== Source text
Using the Bedtools function to compare C. elegans expression data from fasta files.

First, we find out some information about what data the fasta file contains. 

In [1]:
# Retrieving how many chromosomes are in C. elegans and what their names are from the ce10.fa file 

#Getting the names of each chromosome by searching for the ">" header delimiter with grep, 
    #and extracting those values with cut -f 1 from the first column
grep '>' ce10.fa | cut -f 1 

# Adding to previous code where we got the chromosome names to count the number of those chromosomes with 'wc -l'
grep '>' ce10.fa | cut -f 1 | wc -l 

>chrI
>chrII
>chrIII
>chrIV
>chrV
>chrX
>chrM
7


In [2]:
# Finding how many unique features the 'ce10.refGene.gtf' file has and what their names are 

# Using cut to extract the third column of the file where the features are, 
    #sorting by feature using sort, 
    #isolating the unique features with uniq to display each unique feature
cut -f 3 ce10.refGene.gtf | sort | uniq 

# Using the code above and adding wc -l to count the number of features
cut -f 3 ce10.refGene.gtf | sort | uniq | wc -l

3UTR
5UTR
CDS
exon
start_codon
stop_codon
transcript
7


In [3]:
# Creating a new file 'ce10_UTR.txt' to hold all of the annotated UTRs (5' and 3') from ce10.refGene.gtf
touch ce10_UTR.txt 

# extracting all rows that contain "UTR" and moving them to the ce10_UTR.txt file
grep 'UTR' ce10.refGene.gtf > ce10_UTR.txt 

In [4]:
# Finding how many UTRs are annotated, then how many are 5' UTRs 

# Getting the number of rows in the ce10_UTR.txt file which is the total annotated UTRs 
wc -l ce10_UTR.txt 

# Extracting the rows with 5UTR as a feature and counting those with wc -l
grep '5UTR' ce10_UTR.txt | wc -l 

51318 ce10_UTR.txt
24874


In [6]:
# Renaming the .tab file to a .bed extension 
mv ce10_tRNAgenes.tab ce10_tRNAgenes.bed

In [7]:
# Creating a new file “ce10_mammalian_limiting_tRNAgenes.bed” that stores the 
    #tRNA genes that encode for the 4 limiting amono acids
# The four limiting aa's are lysine (leu), threonine (thr), methionine (met), and tryptophan (trp)
====
== Source information
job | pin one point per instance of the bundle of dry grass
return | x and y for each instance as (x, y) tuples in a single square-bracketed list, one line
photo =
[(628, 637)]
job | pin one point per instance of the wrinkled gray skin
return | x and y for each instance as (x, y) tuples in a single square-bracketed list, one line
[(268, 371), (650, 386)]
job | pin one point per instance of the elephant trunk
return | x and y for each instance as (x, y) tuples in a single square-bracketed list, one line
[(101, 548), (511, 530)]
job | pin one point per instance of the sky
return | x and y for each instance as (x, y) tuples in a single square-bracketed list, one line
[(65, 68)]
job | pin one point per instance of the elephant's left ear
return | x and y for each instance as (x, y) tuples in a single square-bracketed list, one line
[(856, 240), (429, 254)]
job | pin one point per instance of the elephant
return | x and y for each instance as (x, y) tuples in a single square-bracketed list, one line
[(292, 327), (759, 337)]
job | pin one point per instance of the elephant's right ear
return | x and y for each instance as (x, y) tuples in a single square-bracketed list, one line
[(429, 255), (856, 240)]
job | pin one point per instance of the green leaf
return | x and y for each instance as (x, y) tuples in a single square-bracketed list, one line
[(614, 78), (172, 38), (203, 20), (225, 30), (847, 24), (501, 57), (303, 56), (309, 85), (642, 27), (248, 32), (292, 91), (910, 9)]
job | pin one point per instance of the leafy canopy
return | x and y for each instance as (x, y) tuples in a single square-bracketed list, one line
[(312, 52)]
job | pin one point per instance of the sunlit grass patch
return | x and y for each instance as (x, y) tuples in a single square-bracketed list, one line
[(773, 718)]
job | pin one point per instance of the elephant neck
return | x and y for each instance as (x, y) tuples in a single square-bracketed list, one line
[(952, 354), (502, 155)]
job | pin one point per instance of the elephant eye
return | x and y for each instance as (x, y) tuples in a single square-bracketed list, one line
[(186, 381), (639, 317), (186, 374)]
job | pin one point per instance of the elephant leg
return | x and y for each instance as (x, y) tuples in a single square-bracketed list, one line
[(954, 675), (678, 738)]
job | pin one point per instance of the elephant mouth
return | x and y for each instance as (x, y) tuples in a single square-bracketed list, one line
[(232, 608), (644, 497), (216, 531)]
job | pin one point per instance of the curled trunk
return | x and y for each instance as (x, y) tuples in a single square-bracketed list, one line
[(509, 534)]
====
> **Requirement A**: Summarize the C. elegans walkthrough in three sentences.
> **Requirement B**: Write the next part of the C. elegans walkthrough, starting after its last line.

> **Reply A**: The walkthrough uses grep and cut on the ce10.fa file to list the C. elegans chromosome names and counts seven of them: chrI, chrII, chrIII, chrIV, chrV, chrX and chrM. It then runs cut, sort and uniq on ce10.refGene.gtf and finds seven unique features. It also copies every UTR row into a new file, ce10_UTR.txt, which holds 51318 annotated UTRs, 24874 of them 5' UTRs, and renames a tRNA gene .tab file to a .bed extension before starting a file for tRNA genes that encode the four limiting amino acids.

> **Reply B**:
touch ce10_mammalian_limiting_tRNAgenes.bed
grep 'Leu' ce10_tRNAgenes.bed > ce10_mammalian_limiting_tRNAgenes.bed
grep 'Thr' ce10_tRNAgenes.bed >> ce10_mammalian_limiting_tRNAgenes.bed
grep 'Met' ce10_tRNAgenes.bed >> ce10_mammalian_limiting_tRNAgenes.bed
grep 'Trp' ce10_tRNAgenes.bed >> ce10_mammalian_limiting_tRNAgenes.bed

In [8]:
# Finding the number of tRNA genes that encode for the mammalian limiting amino acids 

# Using wc -l to count the rows in the file which represent the number of genes
wc -l ce10_mammalian_limiting_tRNAgenes.bed 

104 ce10_mammalian_limiting_tRNAgenes.bed


Now, we load and use the bedtools module to compare and find overlap in C. elegans tRNA genes to C. elegans transcribed genes.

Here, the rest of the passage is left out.